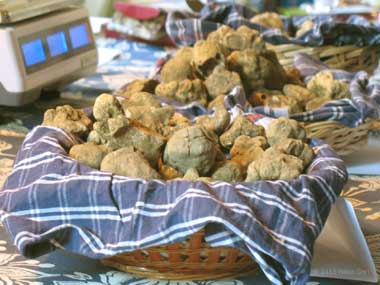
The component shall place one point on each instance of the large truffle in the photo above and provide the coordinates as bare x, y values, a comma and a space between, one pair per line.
323, 84
128, 163
141, 99
228, 171
67, 118
274, 165
186, 91
89, 153
240, 126
247, 149
106, 106
297, 148
217, 122
257, 70
120, 132
206, 56
283, 128
221, 82
269, 20
140, 85
192, 147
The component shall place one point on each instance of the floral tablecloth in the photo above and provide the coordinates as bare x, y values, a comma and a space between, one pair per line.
62, 268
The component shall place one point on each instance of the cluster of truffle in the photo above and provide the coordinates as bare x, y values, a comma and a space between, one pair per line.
274, 21
230, 58
139, 138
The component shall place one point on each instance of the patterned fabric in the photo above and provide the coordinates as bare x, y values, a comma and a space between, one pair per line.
51, 201
364, 102
186, 29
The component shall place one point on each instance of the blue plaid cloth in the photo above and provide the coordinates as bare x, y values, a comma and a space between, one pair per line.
186, 29
51, 201
364, 102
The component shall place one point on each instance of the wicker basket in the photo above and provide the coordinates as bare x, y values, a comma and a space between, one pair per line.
373, 242
190, 260
349, 58
342, 139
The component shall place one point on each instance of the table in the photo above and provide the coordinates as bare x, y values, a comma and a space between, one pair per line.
62, 268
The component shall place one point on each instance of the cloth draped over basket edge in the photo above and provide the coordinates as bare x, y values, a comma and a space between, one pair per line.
52, 201
186, 28
364, 102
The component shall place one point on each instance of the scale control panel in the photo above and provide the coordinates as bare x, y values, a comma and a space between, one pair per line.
45, 51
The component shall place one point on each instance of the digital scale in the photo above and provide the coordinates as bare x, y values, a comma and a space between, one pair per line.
43, 44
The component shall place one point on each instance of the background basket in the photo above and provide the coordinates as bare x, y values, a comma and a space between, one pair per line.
342, 139
193, 259
348, 57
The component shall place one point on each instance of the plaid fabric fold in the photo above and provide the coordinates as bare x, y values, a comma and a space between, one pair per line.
52, 201
186, 29
364, 102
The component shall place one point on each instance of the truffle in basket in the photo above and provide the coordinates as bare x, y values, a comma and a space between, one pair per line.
324, 85
269, 20
66, 117
178, 68
185, 91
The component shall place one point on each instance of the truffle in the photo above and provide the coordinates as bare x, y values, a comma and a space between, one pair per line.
89, 153
283, 128
274, 165
240, 126
221, 82
106, 106
191, 147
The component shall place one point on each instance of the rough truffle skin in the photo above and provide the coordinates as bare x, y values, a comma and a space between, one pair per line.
69, 119
89, 153
192, 147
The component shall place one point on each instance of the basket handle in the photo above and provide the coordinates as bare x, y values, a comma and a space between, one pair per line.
195, 5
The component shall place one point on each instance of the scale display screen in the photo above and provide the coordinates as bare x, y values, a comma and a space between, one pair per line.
57, 44
79, 36
33, 52
51, 46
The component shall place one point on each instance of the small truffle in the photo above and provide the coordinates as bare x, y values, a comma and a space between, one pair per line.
221, 82
206, 56
283, 128
274, 165
89, 154
128, 163
247, 149
178, 68
228, 171
67, 118
141, 99
192, 147
241, 126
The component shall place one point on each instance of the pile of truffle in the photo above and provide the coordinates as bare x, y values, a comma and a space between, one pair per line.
231, 58
139, 138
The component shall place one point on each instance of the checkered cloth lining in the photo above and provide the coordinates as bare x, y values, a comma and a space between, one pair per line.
364, 102
52, 201
185, 29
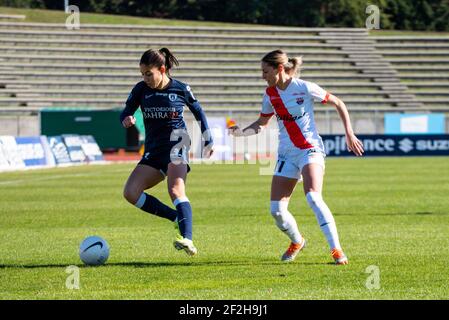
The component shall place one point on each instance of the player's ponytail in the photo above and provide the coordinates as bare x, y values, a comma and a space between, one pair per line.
278, 57
170, 59
159, 58
293, 65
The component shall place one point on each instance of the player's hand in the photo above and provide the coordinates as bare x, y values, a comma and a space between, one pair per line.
354, 145
208, 151
129, 121
235, 131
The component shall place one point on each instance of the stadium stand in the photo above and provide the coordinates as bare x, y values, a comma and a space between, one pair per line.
97, 65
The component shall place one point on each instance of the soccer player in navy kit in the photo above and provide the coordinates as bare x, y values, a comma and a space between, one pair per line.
162, 100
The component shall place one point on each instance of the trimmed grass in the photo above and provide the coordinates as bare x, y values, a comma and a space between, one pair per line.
391, 213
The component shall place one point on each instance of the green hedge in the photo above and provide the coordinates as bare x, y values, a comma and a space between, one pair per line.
426, 15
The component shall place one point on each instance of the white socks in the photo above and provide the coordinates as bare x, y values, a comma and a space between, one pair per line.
325, 218
285, 221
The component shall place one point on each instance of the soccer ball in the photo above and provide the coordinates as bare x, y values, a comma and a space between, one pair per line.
94, 251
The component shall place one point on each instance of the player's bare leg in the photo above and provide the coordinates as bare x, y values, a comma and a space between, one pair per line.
281, 191
313, 174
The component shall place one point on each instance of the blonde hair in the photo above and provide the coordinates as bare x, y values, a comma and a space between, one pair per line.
279, 57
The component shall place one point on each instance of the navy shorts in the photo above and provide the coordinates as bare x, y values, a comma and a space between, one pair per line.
160, 159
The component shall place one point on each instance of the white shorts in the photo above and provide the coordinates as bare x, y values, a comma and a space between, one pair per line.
291, 166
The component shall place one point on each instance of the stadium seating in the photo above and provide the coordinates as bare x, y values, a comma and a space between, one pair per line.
97, 65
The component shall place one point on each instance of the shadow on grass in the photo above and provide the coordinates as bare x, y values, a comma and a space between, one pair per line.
425, 213
162, 264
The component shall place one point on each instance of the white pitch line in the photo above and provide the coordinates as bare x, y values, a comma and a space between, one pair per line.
61, 176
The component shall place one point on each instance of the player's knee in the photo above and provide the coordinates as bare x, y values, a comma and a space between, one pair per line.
279, 211
131, 195
314, 198
176, 192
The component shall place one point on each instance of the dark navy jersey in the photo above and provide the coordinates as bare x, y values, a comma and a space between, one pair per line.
163, 112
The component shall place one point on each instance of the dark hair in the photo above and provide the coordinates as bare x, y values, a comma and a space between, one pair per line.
277, 57
159, 58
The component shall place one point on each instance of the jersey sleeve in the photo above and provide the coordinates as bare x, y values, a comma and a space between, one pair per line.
317, 93
195, 107
267, 108
132, 103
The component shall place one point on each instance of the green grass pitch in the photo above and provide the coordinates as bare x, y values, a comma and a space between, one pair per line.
392, 214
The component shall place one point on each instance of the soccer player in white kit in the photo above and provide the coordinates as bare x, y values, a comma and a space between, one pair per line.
301, 151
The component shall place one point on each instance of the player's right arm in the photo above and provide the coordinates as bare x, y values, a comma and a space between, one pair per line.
254, 128
257, 126
132, 103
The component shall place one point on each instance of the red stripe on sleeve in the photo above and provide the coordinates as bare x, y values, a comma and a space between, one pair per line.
326, 98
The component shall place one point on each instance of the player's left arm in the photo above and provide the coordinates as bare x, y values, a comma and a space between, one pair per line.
354, 144
200, 117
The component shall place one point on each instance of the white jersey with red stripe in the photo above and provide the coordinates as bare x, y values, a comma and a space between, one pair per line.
293, 108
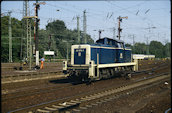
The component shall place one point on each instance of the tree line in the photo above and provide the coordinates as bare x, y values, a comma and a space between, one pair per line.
57, 37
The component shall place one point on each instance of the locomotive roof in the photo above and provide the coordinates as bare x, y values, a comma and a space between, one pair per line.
120, 41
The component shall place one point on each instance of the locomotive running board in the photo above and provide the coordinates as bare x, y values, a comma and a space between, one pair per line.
116, 65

**Requirement:**
Write the listing out exactly, word for word, but omit the pictures.

**Response area:**
The component shall place one point on each instance of the large truffle in the photo above and provide the coordinates as bare x, y values, a comma and a space between, one pair per line.
323, 84
128, 163
141, 99
228, 171
67, 118
274, 165
186, 91
89, 153
240, 126
247, 149
106, 106
297, 148
217, 122
257, 70
120, 132
206, 56
283, 128
221, 82
269, 20
140, 85
192, 147
The component shall place one point on each instance of the floral tablecloth in the photo above and provide the coordinates as bare x, y values, a comma and a space between, one pair per line.
62, 268
The component shall place one point on each instance of the cluster of truffle in the photo above and provide the coordinates as bare x, y values, a comma and a space between, one pair per line.
274, 21
230, 58
139, 138
The component shall place one point on each instance of the patterned fabric in the photo above and provide the coordinates as bare x, y values, a comma and a space between, one pair per line.
51, 201
364, 102
186, 29
The component shall place one point on each instance of the blue plaid cloth in the photo above and provide the coordinates as bare x, y values, a comma and a space between, one pair per line.
186, 29
51, 201
364, 102
The component shall place one point on each instance of the wicker basket in the photo above and provide the coordinates as bare x, y values, a comma and a space between, one pair per line.
373, 242
190, 260
349, 58
342, 139
The component shall place one point on each instance of the table in the photo above and provide the coordinates as bare x, y values, a comma and a space between, one pair per line.
62, 268
The component shall place one point on each instance of the cloth draped over basket edge in the photo above and provide the coordinates as bare x, y values, a comma and a space between, one pair per line.
52, 201
186, 28
364, 102
The component shall place one point on each instance of the scale control panel in the photo above and provide the coordinates as bare x, y values, a comma and a space between, one pair per line.
45, 51
The component shall place one point on each instance of the digital scale in the photo above and provide the coordinates as bare x, y values, a comma and a space between, one pair per line.
43, 44
The component shall place one point on each instance of the background basket in the photo above and provide the coordinates as bare x, y values, a comma and a space between, one pair per line.
342, 139
193, 259
348, 57
The component shall place one point on each instance of the plaid fabric fold in the photo above and provide the coordinates as bare x, y values, a comma and a space between, one pair per line.
52, 201
186, 29
364, 102
The component shall place one point on each instance of the truffle in basket in the photo above and provide the coordinates as bare x, y values, a comma and a space between, one pair per line.
324, 85
269, 20
66, 117
178, 68
185, 91
The component shall place one point on each instance of the truffle in the photo above and provide the coordinates as bare x, y values, a comma and a space between, one pair per line.
89, 153
283, 128
274, 165
240, 126
221, 82
106, 106
191, 147
The component shall place one point on each instance of the rough truffle skin in the photo above and provide the coordinates as bare x, y values, a comma and a space between, one pair per line.
69, 119
89, 153
192, 147
The component shall place one point on each instance of the basket handle in the photo above and provide the coordinates as bare x, y values, a comma and a space between, one pair per line.
195, 5
The component shall place one point on each instance of the scale display screen in the photo above and provide the coordinates as bare x, y values, a comma and a space between, one pair per line.
57, 44
79, 36
33, 52
51, 46
The component shall place one point on each instance of the small truffle in the photo above and provide the coordinates as bare x, y values, a comma and a space between, one pair per line.
221, 82
206, 56
283, 128
274, 165
89, 154
128, 163
247, 149
178, 68
228, 171
67, 118
141, 99
192, 147
241, 126
The component shall place one point on each instance of the pile of truffle in the photo above and provide the coordinates as bare x, y values, a comma and a space between, one pair per line.
231, 58
139, 138
The component shall place one point on each instance of the checkered cloth lining in the photo above and provide the coordinates as bare x, y values, a comma and a space between, one pair per line.
364, 102
52, 201
185, 29
The component shall place one point on each instance of the player's ponytail in the photo above and provide the coordinates as bare x, y values, a comma and a space between, one pair per line.
278, 57
170, 59
159, 58
293, 65
The component shall place one point on each instance of the player's hand in the photo above and provide the coordinates as bare x, y values, a comma and a space between, one pair per line.
354, 145
208, 151
129, 121
235, 131
The component shall place one point on each instance of the stadium stand in the photo above and provide the coordinates as bare x, y values, a comma and a space between, one pair per line.
97, 65
The component shall place one point on each instance of the soccer player in navy kit in the photo above and provide the coordinates as bare x, y values, a comma and a space between, one pair per line.
162, 100
The component shall place one point on each instance of the trimmed grass in the photo above and provide the coordinates as bare x, y values, a comma and a space between, one pair per line.
391, 213
The component shall place one point on each instance of the green hedge in the photo above and provide the coordinates as bare x, y values, a comma and a space between, one pair per line.
426, 15
The component shall place one point on each instance of the white socks in the photo above and provide the coordinates as bare x, y values, a comma and a space between, one pair per line.
325, 218
285, 221
The component shall place one point on each instance of the soccer ball in the photo above and provide the coordinates as bare x, y values, a comma and a space between, one pair per line.
94, 251
The component shall place one point on each instance of the player's bare leg in the photo above and provide the coordinates as bare x, y values, a comma and a space between, one pair per line.
281, 191
313, 174
The component shall place one point on each instance of the blonde hair in the photo above and provide the coordinates as bare x, y values, a comma and a space between, one pair per line.
279, 57
The component shall place one point on each instance of the navy shorts in the photo above and provide the coordinates as bare x, y values, a comma and a space between, one pair per line.
160, 159
The component shall place one point on each instance of the white shorts in the photo above and provide the coordinates as bare x, y values, a comma and a space between, one pair per line.
291, 166
The component shall place one point on each instance of the stadium seating in the photo above and provide the coordinates as bare x, y values, a comma and a space between, one pair per line.
97, 65
The component shall place one point on each instance of the shadow on grass in the photo above and provide the coordinates as bare x, y values, a comma and a space between, one pair per line.
425, 213
162, 264
The component shall place one point on each instance of the white pitch line in the photo above and provide the coordinates as bare x, y values, a comma and a space between, one pair per line.
61, 176
The component shall place one point on each instance of the player's knee in the photo above and provide the coordinates as bare x, y values, a comma and a space between, one pair per line.
279, 211
131, 195
314, 198
176, 192
The component shall place one point on each instance of the dark navy jersey in the photo above and provide the coordinates as bare x, y values, a comma and a space between, one pair per line.
163, 112
The component shall place one point on each instance of the dark hair in the photo above and provide the coordinates as bare x, y values, a comma and a space between, one pair per line.
277, 57
159, 58
The component shall place one point on each instance of the jersey sleeve in the photo above and provide the coordinates as bare x, y values, a comma and a space between, one pair per line.
317, 93
195, 107
267, 108
132, 103
The component shall place one point on each instance of the green grass pitch in the photo above and provide the coordinates as bare x, y values, a comma and a space between, one pair per line.
392, 214
The component shall place one point on each instance of the soccer player in white kit in the photo above and provide the coordinates as bare x, y values, a comma and a space between, one pair per line.
301, 151
The component shall place one point on each instance of the player's right arm in the photo above and provide the coordinates as bare x, y values, a comma and a space between, one pair per line.
254, 128
257, 126
132, 103
The component shall place one point on each instance of the red stripe on sleeve in the photo above and provide the coordinates as bare x, y values, a comma and a space between, one pair per line.
326, 98
The component shall place one point on each instance of the player's left arm in the photo above and provide the coordinates as bare x, y values, a comma and a space between, one pair per line.
354, 144
200, 117
The component shall place one point on each instance of the white jersey with red stripe in the photo above and provide the coordinates as bare x, y values, a comma and a space between, one pair per line.
293, 108
The component shall place one point on each instance of the tree line in the photo above and provide the coordinates as bare x, y values, a comma and a space between, one pair per line.
57, 37
The component shall place one point on each instance of the locomotive roof in the photo above and provide the coordinates as bare x, y values, a comma and a space between, one pair per line.
120, 41
The component shall place one point on each instance of the locomotive running board in the photo above and provide the coordinates as bare x, y values, a comma and a space between, one pair per line.
116, 65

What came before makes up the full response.